Extract each line of the data and write it out again exactly.

[Referring expression data]
=== Begin Enclosure ===

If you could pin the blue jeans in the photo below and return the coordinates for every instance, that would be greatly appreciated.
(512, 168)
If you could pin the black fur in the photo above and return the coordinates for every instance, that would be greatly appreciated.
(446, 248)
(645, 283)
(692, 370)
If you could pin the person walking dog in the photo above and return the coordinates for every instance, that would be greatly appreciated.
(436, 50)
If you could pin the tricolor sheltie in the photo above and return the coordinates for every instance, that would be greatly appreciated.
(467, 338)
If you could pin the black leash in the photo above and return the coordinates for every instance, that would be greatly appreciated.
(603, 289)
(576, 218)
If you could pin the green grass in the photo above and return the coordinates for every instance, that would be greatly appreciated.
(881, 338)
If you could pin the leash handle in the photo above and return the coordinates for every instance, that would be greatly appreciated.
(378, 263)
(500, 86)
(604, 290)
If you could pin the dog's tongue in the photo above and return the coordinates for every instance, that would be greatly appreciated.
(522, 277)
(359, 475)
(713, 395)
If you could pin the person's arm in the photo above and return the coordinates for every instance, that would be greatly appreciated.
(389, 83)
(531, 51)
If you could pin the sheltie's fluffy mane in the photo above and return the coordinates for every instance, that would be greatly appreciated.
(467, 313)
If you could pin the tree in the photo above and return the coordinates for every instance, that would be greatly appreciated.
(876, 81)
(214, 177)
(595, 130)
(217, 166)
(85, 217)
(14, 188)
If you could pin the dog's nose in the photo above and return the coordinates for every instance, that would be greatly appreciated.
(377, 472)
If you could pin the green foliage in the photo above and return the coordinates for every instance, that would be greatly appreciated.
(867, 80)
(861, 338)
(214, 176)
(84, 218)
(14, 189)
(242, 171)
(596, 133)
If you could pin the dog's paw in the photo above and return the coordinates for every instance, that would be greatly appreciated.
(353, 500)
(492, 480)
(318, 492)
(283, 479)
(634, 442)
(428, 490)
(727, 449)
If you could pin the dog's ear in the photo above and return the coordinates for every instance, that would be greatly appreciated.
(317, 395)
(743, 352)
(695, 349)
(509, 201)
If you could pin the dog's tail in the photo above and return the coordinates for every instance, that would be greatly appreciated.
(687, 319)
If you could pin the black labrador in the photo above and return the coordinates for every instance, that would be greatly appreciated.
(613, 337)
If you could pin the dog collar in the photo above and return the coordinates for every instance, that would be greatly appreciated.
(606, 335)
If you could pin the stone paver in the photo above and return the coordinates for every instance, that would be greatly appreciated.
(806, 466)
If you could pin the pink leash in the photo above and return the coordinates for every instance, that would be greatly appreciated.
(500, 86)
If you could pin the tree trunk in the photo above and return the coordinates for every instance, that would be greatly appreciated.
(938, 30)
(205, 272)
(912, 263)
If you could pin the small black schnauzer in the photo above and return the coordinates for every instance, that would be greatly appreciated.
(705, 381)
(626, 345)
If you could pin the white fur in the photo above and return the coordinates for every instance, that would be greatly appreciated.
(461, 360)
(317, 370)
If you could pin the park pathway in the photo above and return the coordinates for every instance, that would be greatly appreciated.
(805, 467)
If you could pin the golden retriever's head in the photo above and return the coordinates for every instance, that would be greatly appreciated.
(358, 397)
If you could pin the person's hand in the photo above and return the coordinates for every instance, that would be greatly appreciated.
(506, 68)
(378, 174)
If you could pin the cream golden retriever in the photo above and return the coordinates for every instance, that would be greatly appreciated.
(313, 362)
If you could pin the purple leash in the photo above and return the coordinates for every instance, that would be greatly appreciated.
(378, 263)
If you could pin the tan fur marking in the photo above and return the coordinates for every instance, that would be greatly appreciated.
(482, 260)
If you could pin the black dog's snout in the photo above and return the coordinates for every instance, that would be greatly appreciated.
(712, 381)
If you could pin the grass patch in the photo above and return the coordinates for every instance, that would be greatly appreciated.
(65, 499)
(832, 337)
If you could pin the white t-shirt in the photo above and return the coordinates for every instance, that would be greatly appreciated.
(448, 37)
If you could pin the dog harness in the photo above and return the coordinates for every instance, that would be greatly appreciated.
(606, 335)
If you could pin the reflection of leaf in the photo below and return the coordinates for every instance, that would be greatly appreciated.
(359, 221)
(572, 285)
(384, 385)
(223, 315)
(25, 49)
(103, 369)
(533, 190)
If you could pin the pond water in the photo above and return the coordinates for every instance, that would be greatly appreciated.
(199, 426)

=== End Enclosure ===

■ Reply to the task
If you could pin the blue jeans in the photo below and return the coordinates for every instance, that would be greatly appreciated.
(512, 168)
If you could pin the black fur in the photo above and return the coordinates for every instance, that would be greatly appreciated.
(446, 248)
(645, 283)
(692, 370)
If you could pin the person walking dog in the photo above and return the coordinates for every instance, that would be greatly appreciated.
(436, 50)
If you could pin the tricolor sheltie in the photo above and return the coordinates for every instance, that would be greatly appreciated.
(467, 338)
If you could pin the black leash in the photo above and return the coordinates for every instance, that would be greatly appreciated.
(603, 289)
(576, 218)
If you could pin the green grass in the photo above and return the coordinates for every instance, that would be greatly appreciated.
(881, 338)
If you could pin the leash handle in the photo above and return the coordinates for every instance, that would be greatly appreciated.
(378, 263)
(500, 86)
(604, 290)
If you could pin the dog's tongue in the photo above and return the coordinates for every instance, that would be greatly appreciated.
(522, 277)
(359, 475)
(713, 395)
If you could pin the person's arm in the photo above and return the coordinates for every instance, that would be greatly appreciated.
(389, 83)
(531, 51)
If you could pin the sheltie's fluffy mane in the photo above and return the coordinates for every instance, that would be greatly appreciated.
(467, 313)
If you could pin the tree in the photo above and return the coordinates for every instance, that would be greatly appreciated.
(876, 81)
(214, 177)
(595, 130)
(217, 166)
(85, 217)
(14, 188)
If you could pin the dog's nose in the photo above and return the coordinates for every instance, that would be greatly appreciated.
(377, 472)
If you could pin the green foliage in the photo above and return the coordinates for every instance, that would be greatly appreciated.
(867, 80)
(861, 338)
(214, 176)
(84, 218)
(14, 189)
(242, 171)
(596, 133)
If you could pin the dog's paw in the photo above and return the coordinates for every instance, that would be greatly appreciated.
(353, 500)
(492, 480)
(318, 492)
(283, 479)
(634, 442)
(428, 490)
(727, 449)
If you could pin the dog's ear in the photo above and return the coordinates for every instance, that would be greatly appreciated.
(317, 395)
(743, 352)
(695, 349)
(509, 201)
If you could pin the dog's tail in the photo above and return the coordinates for every instance, that would be greatly appreciated.
(687, 319)
If you could pin the black labrador in the photo above and return the coordinates for every instance, that would be greatly appreciated.
(613, 337)
If you could pin the dog collar in the photo above and return the coordinates for every instance, that would be greatly appreciated.
(606, 335)
If you could pin the stone paver in the photo above and return the coordinates for every instance, that would be greatly appreciated.
(806, 466)
If you could pin the pink leash in the photo above and return the coordinates for every instance, that would be greatly appreciated.
(500, 86)
If you could pin the tree trunk in the photo above and return the coordinates for every instance, that would be greatly appreciated.
(938, 30)
(205, 272)
(912, 263)
If you could pin the small black schnauzer in the photo above and return the coordinates for every instance, that would be greatly appreciated.
(705, 381)
(626, 345)
If you could pin the white fur in the photo above and return the coordinates for every instance, that would be greatly appreciated.
(461, 360)
(317, 370)
If you could pin the park pathway in the photo above and return the coordinates for every instance, that would be greatly appreciated.
(805, 467)
If you could pin the golden retriever's head in the photo above and return the coordinates for every instance, that would be greatly appreciated.
(358, 397)
If you could pin the person's hand in the photo above and return the coordinates for every instance, that would be greatly appreciated.
(506, 68)
(378, 174)
If you could pin the cream golden retriever in the photo above and return the coordinates for every instance, that would be greatly appreciated.
(313, 362)
If you could pin the purple leash in the photo above and return the coordinates for every instance, that would be greatly appreciated.
(378, 263)
If you could pin the tan fur marking in the photo above and return the coordinates for every instance, that would be greatly appreciated.
(482, 260)
If you could pin the black dog's snout in the photo above and return the coordinates for every instance, that would be greatly appreciated.
(712, 381)
If you could pin the grass patch in the photo above and return the coordinates for every instance, that would be greatly appreciated.
(65, 499)
(832, 337)
If you could pin the white t-shirt in the photo above and return the coordinates for every instance, that would be greatly appreciated.
(448, 37)
If you could pin the dog harness in the photo above and return the coordinates for every instance, that would be greatly appreciated.
(606, 335)
If you could pin the reflection of leaf in the photo below and return the coordinates for every instance, that would be greatly appreciated.
(359, 221)
(572, 285)
(384, 385)
(223, 315)
(25, 49)
(103, 369)
(533, 190)
If you could pin the pond water in the photo above and return the coordinates for every instance, that would be greatly appreciated.
(199, 426)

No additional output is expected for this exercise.